[Records from a point labeling set]
**********

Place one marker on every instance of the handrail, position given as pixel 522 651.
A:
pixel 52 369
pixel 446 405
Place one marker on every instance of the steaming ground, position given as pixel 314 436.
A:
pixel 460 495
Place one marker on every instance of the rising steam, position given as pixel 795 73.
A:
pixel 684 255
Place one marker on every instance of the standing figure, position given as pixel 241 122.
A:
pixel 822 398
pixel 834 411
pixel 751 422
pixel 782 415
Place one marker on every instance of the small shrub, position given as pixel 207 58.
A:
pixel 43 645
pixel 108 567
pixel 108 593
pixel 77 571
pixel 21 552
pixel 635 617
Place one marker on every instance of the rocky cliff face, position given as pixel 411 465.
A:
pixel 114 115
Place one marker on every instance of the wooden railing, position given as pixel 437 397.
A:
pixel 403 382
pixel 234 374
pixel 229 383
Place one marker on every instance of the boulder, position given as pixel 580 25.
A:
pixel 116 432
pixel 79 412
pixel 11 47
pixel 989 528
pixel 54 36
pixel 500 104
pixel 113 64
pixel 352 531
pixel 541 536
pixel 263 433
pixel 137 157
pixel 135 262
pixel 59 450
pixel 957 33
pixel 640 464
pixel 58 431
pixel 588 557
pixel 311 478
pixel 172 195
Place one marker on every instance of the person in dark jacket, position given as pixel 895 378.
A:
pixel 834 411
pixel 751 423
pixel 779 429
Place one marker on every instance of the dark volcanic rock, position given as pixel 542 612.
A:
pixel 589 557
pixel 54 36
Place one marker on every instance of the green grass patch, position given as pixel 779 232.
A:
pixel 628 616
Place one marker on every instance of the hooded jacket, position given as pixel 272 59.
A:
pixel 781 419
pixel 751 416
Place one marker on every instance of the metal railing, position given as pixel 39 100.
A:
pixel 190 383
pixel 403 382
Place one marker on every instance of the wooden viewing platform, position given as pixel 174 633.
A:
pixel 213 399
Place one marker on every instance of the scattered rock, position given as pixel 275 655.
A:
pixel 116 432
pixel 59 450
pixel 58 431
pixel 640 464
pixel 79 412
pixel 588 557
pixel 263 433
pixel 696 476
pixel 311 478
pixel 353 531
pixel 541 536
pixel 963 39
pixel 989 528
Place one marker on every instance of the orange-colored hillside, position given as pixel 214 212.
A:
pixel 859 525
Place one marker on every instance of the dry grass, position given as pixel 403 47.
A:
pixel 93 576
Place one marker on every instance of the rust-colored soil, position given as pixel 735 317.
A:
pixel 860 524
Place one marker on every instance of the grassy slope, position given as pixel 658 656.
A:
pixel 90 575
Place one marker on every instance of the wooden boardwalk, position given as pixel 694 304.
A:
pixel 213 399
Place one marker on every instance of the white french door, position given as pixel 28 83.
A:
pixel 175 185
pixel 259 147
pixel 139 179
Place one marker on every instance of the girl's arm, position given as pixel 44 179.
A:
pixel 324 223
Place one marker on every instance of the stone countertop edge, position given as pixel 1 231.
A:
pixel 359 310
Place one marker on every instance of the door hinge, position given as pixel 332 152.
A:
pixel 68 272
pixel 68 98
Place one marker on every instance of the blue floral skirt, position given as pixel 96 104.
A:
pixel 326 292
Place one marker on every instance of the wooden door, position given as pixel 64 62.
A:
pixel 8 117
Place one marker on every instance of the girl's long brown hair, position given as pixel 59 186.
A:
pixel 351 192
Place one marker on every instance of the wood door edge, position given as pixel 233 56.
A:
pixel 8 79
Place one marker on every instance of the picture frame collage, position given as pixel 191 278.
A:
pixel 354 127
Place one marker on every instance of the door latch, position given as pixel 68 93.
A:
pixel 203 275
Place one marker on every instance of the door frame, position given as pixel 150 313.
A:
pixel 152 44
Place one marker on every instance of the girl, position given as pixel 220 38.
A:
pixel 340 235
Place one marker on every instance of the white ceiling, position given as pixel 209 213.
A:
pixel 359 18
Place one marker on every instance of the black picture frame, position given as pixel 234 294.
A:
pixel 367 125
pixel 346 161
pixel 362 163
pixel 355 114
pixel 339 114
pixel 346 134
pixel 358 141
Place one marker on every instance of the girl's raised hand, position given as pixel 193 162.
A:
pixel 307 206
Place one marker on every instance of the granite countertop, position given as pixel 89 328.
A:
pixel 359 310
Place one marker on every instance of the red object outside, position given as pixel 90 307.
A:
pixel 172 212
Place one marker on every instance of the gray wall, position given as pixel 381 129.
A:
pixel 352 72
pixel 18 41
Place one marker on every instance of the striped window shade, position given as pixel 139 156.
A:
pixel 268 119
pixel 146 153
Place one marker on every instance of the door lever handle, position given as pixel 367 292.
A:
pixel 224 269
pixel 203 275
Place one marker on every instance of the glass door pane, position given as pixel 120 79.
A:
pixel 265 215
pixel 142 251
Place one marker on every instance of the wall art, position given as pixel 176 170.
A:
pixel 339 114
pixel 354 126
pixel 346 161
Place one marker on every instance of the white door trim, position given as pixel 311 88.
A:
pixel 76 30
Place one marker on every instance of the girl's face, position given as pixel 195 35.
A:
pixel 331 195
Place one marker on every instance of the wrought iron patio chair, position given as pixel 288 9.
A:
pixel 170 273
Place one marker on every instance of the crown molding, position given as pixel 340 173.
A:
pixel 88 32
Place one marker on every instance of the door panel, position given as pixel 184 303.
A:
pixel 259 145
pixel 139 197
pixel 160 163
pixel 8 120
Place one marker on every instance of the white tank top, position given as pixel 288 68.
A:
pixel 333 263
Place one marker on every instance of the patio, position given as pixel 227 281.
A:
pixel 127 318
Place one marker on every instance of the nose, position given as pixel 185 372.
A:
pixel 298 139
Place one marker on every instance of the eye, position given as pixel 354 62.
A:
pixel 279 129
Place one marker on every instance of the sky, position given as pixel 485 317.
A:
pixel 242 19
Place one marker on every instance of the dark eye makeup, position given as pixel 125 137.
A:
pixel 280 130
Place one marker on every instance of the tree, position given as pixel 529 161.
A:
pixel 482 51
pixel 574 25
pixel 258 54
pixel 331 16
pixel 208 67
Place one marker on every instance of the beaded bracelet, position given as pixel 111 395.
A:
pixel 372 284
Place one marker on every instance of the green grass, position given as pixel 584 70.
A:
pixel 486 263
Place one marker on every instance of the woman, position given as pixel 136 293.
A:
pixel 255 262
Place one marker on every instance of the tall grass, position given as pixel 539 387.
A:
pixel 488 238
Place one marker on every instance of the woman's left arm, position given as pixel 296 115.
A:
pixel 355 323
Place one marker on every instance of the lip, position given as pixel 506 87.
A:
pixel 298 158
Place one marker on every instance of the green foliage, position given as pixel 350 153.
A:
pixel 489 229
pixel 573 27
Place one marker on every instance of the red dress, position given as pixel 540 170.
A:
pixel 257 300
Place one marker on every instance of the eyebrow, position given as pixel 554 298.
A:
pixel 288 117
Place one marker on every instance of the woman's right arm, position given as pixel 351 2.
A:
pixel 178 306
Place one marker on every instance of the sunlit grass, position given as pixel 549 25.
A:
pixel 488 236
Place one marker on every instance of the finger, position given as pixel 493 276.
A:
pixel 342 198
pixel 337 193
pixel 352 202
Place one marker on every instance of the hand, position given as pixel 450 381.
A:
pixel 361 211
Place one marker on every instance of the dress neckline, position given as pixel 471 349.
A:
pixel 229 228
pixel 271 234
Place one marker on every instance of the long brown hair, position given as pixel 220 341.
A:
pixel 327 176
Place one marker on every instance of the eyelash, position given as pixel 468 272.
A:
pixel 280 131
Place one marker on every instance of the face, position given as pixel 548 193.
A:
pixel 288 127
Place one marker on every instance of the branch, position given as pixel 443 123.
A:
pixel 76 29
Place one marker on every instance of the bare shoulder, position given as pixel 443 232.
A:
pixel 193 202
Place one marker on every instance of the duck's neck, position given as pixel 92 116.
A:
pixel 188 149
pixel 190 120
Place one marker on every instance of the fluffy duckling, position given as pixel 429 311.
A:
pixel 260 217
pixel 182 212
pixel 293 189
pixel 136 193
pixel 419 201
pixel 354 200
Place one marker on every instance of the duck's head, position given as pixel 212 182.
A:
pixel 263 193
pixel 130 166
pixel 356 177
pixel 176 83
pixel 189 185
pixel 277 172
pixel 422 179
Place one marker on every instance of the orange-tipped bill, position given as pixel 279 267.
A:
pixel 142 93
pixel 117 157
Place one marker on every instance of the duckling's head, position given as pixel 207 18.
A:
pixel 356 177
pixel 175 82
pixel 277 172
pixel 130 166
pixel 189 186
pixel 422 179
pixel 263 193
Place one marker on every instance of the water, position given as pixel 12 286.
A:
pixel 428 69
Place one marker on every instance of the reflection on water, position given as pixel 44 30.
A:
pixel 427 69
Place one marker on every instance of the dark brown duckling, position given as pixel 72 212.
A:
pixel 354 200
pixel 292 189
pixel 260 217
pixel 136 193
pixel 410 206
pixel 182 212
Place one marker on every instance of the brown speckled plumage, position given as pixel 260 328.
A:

**********

- **Do this**
Find "Place one marker on every instance of the orange-tipped" in the data above, then repeat that line and all lines after it exactly, ending with the final line.

- **The answer**
Place one marker on every instance of the orange-tipped bill, position given as pixel 279 267.
A:
pixel 142 93
pixel 117 157
Place one marker on every instance of the duckling's head, position given as pixel 207 18.
A:
pixel 356 177
pixel 175 82
pixel 277 172
pixel 130 166
pixel 189 186
pixel 422 179
pixel 263 193
Place one marker on every instance of the water, position given as pixel 12 286.
A:
pixel 428 69
Place one marker on every instance of the reflection on water, position given as pixel 44 30.
A:
pixel 427 69
Place one marker on every instance of the dark brown duckling, position given as pixel 72 212.
A:
pixel 354 200
pixel 292 189
pixel 260 217
pixel 136 193
pixel 410 206
pixel 182 212
Place one marker on every instance of the brown speckled plumage, position given as pixel 260 328.
A:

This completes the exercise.